§ Consigna A
Indique si cada una de las siguientes afirmaciones concuerda con el fragmento sobre el entierro de Galtieri, respondiendo sí o no y citando literalmente las palabras del fragmento que lo deciden: (i) Galtieri fue enterrado rodeado de uniformes y de la banda de Patricios. (ii) Los políticos oficiales denunciaron públicamente los honores rendidos a Galtieri. (iii) Se atribuye a Galtieri la muerte de 650 soldados argentinos.
§ Consigna B
Retome el fragmento sobre el entierro de Galtieri y continúelo a partir de su última oración.

§ Fragmento

§ §

Pero no nos vayamos de nuestras latitudes. Los argentinos acabamos de demostrar ante el mundo que nos gustan los tiranos asesinos. Este entierro del genocida Galtieri rodeado de uniformes y banda de Patricios nos dejó el desnudo. Ese Brinzoni, máxima figura representativa del Ejército con un discursito tonto, acomodaticio, pero profundamente ventajero, nos ha pintado a los argentinos de cuerpo entero. (El infinito Roberto Arlt hubiera calificado a nuestro general de la Nación como “un turrito”.) Mientras tanto, nuestros políticos oficiales siempre calladitos la boca, mirando para otro lado. Al cobarde general desaparecedor Galtieri, honores argentinos. Los honores de general a la bestia que hizo desaparecer hasta un matrimonio de ciegos, le robó los juguetes al hijito y le regaló la casa a la Gendarmería, para que los gendarmes, después de apalear obreros, vayan a festejar sus cumpleaños. Ese fue Galtieri. El asesino de 650 soldados argentinos, que se rindió en su escritorio.

§ §

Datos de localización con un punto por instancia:
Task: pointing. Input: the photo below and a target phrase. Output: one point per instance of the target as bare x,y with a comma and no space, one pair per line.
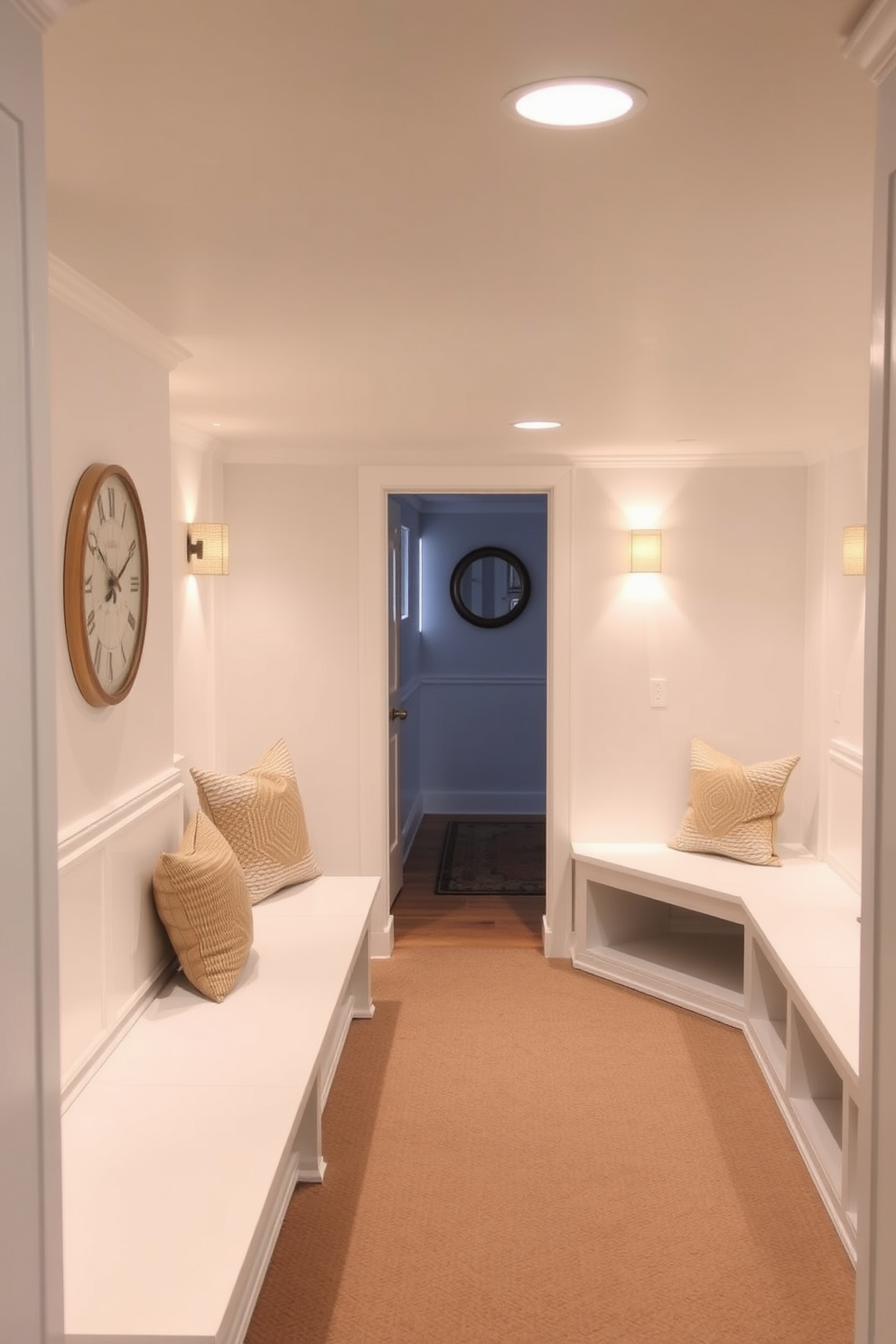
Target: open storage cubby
774,952
665,939
767,1011
816,1093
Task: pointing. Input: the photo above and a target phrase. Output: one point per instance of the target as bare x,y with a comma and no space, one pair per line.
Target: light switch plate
658,693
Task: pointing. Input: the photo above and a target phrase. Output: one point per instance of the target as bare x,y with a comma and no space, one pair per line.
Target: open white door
395,711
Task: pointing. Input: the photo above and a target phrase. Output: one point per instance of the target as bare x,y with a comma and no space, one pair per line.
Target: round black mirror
490,586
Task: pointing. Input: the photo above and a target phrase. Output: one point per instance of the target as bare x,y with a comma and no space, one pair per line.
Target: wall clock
105,583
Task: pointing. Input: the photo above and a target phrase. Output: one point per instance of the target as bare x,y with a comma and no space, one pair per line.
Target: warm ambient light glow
578,101
647,553
207,548
854,548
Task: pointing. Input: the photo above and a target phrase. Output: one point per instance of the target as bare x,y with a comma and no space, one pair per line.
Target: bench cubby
667,949
771,950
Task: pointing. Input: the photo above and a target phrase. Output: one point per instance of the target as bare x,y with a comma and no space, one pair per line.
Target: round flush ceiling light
578,101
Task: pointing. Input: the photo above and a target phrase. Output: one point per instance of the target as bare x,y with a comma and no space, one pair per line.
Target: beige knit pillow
203,902
733,808
261,815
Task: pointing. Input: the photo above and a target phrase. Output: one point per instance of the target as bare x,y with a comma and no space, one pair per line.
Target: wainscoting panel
113,952
845,811
80,958
484,743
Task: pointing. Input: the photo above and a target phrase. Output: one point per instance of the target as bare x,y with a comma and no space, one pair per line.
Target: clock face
107,559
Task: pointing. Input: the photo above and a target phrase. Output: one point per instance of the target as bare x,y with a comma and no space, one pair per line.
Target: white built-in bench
771,950
182,1151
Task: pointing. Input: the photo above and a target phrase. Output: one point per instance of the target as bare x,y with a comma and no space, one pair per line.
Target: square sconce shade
854,548
647,553
207,548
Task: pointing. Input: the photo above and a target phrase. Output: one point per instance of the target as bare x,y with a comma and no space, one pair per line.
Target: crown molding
872,43
184,435
43,13
656,462
79,294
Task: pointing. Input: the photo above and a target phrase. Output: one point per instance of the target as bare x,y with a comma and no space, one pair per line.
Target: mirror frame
490,622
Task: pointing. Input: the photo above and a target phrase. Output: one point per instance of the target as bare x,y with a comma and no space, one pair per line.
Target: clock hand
131,551
94,548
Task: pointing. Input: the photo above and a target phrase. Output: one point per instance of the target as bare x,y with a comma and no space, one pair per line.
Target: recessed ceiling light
578,101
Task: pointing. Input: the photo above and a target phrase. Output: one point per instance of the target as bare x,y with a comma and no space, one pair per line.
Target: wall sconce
854,548
207,548
647,553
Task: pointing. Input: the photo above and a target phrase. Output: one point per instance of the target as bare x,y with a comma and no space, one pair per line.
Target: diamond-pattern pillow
203,902
261,815
733,808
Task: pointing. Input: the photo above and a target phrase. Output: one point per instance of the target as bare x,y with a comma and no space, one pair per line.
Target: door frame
375,485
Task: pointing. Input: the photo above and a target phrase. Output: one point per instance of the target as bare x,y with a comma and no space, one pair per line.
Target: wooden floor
424,919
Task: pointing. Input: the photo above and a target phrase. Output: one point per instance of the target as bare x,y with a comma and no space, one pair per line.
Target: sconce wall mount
854,548
645,554
207,548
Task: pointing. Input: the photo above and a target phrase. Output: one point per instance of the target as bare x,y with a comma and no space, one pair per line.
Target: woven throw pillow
733,808
261,815
203,902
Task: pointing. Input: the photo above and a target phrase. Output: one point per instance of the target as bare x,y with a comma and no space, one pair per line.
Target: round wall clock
105,583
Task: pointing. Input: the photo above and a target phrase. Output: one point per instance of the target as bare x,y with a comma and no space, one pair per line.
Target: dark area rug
492,859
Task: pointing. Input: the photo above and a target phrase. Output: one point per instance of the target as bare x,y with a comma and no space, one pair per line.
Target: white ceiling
324,201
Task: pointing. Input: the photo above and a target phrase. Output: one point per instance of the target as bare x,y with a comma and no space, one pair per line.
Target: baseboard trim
460,803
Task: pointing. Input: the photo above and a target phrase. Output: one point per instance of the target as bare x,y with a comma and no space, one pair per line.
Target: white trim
184,435
43,13
97,826
247,452
80,294
844,753
656,462
872,43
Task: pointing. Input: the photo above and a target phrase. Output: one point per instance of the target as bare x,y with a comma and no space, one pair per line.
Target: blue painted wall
474,740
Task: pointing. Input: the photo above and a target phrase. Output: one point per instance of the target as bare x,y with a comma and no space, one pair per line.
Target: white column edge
872,43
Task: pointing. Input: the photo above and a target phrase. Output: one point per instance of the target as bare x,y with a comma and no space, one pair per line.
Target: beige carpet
521,1152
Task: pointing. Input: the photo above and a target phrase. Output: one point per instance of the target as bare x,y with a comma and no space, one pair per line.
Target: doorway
468,705
375,487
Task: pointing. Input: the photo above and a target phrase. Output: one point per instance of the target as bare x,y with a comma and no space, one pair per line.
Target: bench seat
774,952
182,1151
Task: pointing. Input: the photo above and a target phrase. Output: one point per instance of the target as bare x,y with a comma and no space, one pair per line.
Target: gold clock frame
77,638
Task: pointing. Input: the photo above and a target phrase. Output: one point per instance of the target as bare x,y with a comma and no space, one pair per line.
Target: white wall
835,663
118,795
196,496
109,404
288,653
30,1162
723,624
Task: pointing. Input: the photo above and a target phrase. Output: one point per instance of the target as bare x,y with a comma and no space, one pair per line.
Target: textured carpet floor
492,858
520,1152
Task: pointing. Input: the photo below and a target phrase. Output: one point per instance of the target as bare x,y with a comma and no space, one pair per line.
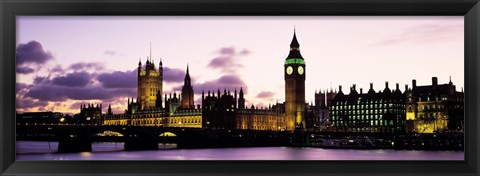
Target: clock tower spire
294,75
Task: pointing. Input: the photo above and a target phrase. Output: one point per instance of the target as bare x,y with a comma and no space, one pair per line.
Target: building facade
434,108
294,76
150,85
321,118
378,112
219,110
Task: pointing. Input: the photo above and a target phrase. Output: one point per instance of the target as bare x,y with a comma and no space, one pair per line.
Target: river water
34,150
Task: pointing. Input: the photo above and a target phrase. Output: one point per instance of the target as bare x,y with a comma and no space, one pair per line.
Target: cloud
229,50
76,79
421,34
265,95
227,61
85,66
32,52
39,80
25,70
173,75
119,79
29,103
110,52
62,93
20,86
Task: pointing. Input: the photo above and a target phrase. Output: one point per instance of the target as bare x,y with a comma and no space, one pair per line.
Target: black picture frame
470,9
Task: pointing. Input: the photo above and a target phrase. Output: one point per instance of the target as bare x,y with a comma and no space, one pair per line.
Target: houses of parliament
423,109
220,109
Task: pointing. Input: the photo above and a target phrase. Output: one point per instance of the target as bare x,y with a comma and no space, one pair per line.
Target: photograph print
240,88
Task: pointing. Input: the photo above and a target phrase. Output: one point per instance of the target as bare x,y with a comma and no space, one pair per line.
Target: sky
64,61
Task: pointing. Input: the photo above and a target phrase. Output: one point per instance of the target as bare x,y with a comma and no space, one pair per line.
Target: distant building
91,114
40,118
218,111
434,108
177,111
321,118
187,93
382,112
150,85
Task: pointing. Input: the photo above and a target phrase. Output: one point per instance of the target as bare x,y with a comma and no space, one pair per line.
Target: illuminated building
294,87
382,112
187,93
150,85
320,120
39,117
434,108
90,115
219,110
148,109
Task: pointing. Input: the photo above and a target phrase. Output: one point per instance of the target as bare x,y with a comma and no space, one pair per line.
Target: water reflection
33,150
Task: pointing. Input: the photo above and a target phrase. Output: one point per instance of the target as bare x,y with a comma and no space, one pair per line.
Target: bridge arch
167,134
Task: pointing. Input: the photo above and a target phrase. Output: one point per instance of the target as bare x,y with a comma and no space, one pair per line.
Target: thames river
34,150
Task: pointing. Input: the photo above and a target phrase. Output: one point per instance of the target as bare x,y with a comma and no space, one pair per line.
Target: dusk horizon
60,75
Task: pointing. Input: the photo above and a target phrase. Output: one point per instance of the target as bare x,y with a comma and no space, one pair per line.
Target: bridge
79,138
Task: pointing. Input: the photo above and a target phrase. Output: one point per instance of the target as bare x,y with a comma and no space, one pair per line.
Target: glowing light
294,61
168,134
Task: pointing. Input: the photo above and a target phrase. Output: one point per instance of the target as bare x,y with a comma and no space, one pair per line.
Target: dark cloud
265,95
173,75
119,79
62,93
20,86
110,52
77,104
32,52
29,103
228,59
25,70
39,79
84,66
77,79
58,69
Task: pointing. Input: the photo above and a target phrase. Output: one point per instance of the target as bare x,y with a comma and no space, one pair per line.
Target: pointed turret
294,48
294,43
187,80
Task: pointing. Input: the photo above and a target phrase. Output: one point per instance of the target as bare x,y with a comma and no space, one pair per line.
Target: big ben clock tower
294,72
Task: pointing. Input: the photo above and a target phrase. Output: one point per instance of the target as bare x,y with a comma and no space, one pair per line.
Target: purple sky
65,61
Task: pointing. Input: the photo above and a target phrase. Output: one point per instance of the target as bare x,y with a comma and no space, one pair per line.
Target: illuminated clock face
289,70
300,70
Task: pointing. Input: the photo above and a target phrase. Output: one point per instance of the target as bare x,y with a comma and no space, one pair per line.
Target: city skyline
50,74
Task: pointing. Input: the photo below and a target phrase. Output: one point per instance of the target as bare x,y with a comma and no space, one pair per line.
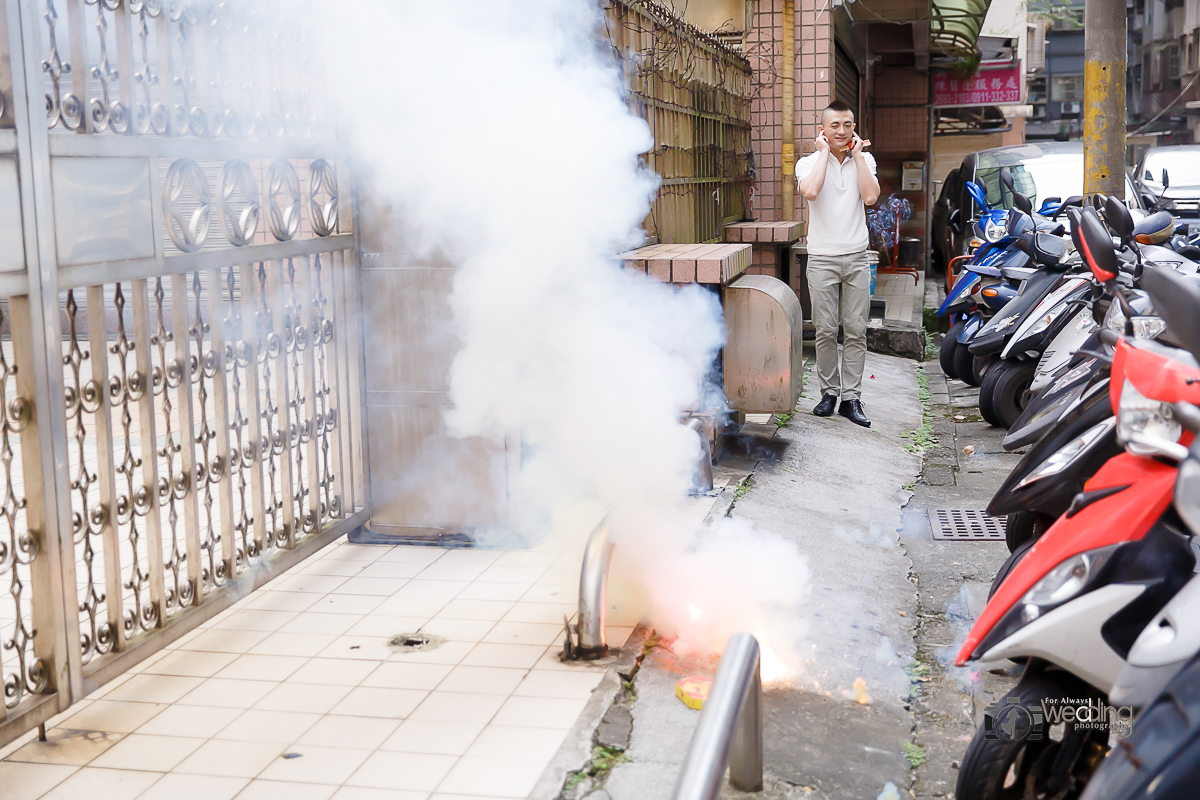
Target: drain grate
966,525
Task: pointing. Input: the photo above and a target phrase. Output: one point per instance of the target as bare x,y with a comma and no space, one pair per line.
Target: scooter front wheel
1013,755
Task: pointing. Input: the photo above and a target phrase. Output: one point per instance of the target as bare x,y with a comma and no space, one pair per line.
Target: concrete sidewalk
837,492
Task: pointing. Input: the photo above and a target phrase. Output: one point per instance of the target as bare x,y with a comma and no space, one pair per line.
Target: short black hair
838,107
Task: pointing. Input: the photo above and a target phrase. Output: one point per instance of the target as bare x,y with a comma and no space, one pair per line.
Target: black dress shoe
825,408
853,411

§ §

§ Respuesta A
(i) Sí: «Este entierro del genocida Galtieri rodeado de uniformes y banda de Patricios».
(ii) No: «nuestros políticos oficiales siempre calladitos la boca, mirando para otro lado».
(iii) Sí: «El asesino de 650 soldados argentinos».

§ Respuesta B
Nosotros, los argentinos, tuvimos dos Georg Elser. Se llamaron Simón Radowitzky y Kurt Wilckens. Hicieron justicia con su propia mano por el derecho de matar al tirano. Radowitzky hará saltar por el aire al jefe de policía Ramón Falcón, coronel y policía, quien había cometido una cobarde matanza de obreros que pedían las ocho horas de trabajo. Fue un hecho de absoluta cobardía. Quedar la sangre obrera regando la plaza Lorea. Y el coronel Falcón, satisfecho; y los políticos argentinos, satisfechos. Después de su justa muerte, Falcón pasó a llamarse una de las calles más extensas de Buenos Aires y nada menos que la escuela de cadetes de policía. Así salen. La sociedad argentina siguió reptando frente a la figura del coronel policía. Ningún gobierno, ni radical ni peronista, puso la verdad en la calle y reprobó la matanza obrera. No, ni siquiera se pidió al pueblo disculpas por la cobarde matanza por pedir lo más justo: las sagradas ocho horas de trabajo. Y el alemán Wilckens hará justicia y dará el condigno castigo al fusilador de gauchos patagónicos, peones de campo, teniente coronel Varela. Lo enfrentó cara a cara. No le leyó un discursito a lo Brinzoni sino que lo despachó con toda precisión al infierno. Hoy está el teniente coronel Varela en el Panteón Militar junto a su compinche Galtieri. El olor a podrido que invade dicho panteón amenaza ya con llegar a la Casa Rosada, pasando por la Corte Suprema.
Los argentinos jamás repudiaron las matanzas de obreros. No se recuerda a los obreros que dieron su vida por las ocho horas, dignidad y derecho, sino a sus militares verdugos.
En el acto en honor del atentador Georg Elsner se tocó la Sinfonía Nº 4 de Bruckner: música de la tierra, de la valentía a toda prueba, del sacrificio por la dignidad. A Galtieri le tocamos marchitas militares en la ya degradada banda del Regimiento Patricios.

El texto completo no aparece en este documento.